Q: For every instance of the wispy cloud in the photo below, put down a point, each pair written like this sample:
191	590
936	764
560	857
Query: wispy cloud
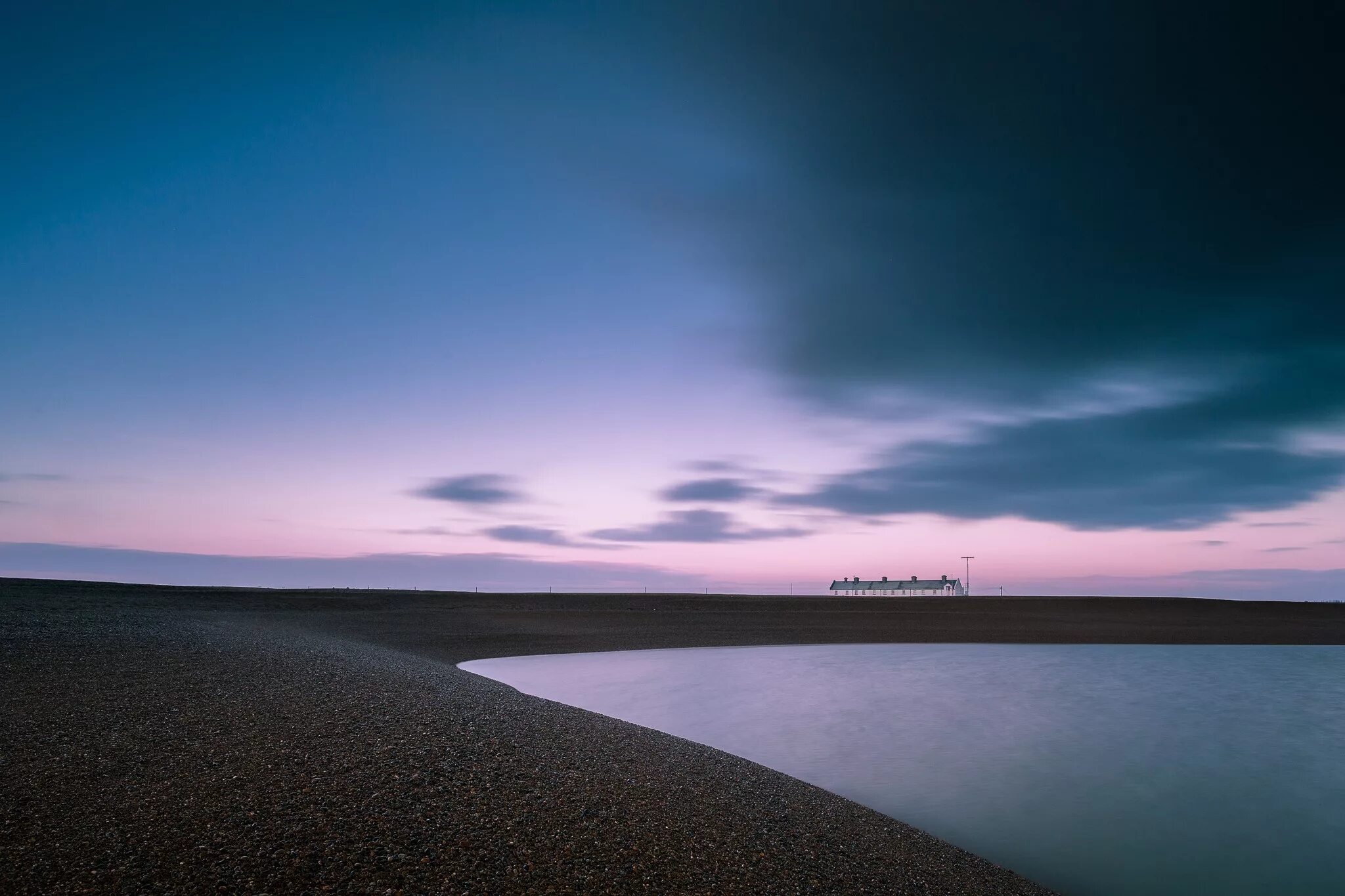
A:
529	535
474	489
716	489
698	527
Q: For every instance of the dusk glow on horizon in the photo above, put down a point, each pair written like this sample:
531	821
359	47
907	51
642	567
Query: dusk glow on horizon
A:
726	297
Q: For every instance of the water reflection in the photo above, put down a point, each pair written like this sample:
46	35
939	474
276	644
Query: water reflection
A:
1093	769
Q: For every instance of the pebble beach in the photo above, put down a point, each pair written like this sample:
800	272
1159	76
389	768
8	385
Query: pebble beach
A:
178	740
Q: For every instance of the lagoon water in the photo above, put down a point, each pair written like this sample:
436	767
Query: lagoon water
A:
1091	769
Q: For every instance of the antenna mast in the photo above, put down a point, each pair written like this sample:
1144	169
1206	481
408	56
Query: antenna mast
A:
969	574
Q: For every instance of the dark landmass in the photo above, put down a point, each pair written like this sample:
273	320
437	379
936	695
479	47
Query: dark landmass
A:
233	740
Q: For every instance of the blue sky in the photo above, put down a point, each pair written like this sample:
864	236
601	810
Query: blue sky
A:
762	295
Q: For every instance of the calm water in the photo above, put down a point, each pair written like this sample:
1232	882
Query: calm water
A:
1093	769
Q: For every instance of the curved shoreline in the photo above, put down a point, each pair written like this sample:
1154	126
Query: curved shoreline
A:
241	740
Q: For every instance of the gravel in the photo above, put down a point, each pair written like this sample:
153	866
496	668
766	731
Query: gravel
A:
164	742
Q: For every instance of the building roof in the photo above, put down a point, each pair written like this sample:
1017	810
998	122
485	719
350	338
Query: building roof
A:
894	585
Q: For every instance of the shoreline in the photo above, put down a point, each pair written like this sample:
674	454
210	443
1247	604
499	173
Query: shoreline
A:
254	740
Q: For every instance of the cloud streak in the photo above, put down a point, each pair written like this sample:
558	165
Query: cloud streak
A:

* **WHAT THE TASK REQUIRES**: Copy out, from the records above, every line that holds the string "shoreline".

* **EXERCISE SOLUTION**:
Q: For every instance of the curved shoreline in the photo above, put down a point, each pair written like this sample:
Query: curved shoreline
Q: For every instance of the shoreline in the photo above, put down a point, each pair written like this sample:
Query: shoreline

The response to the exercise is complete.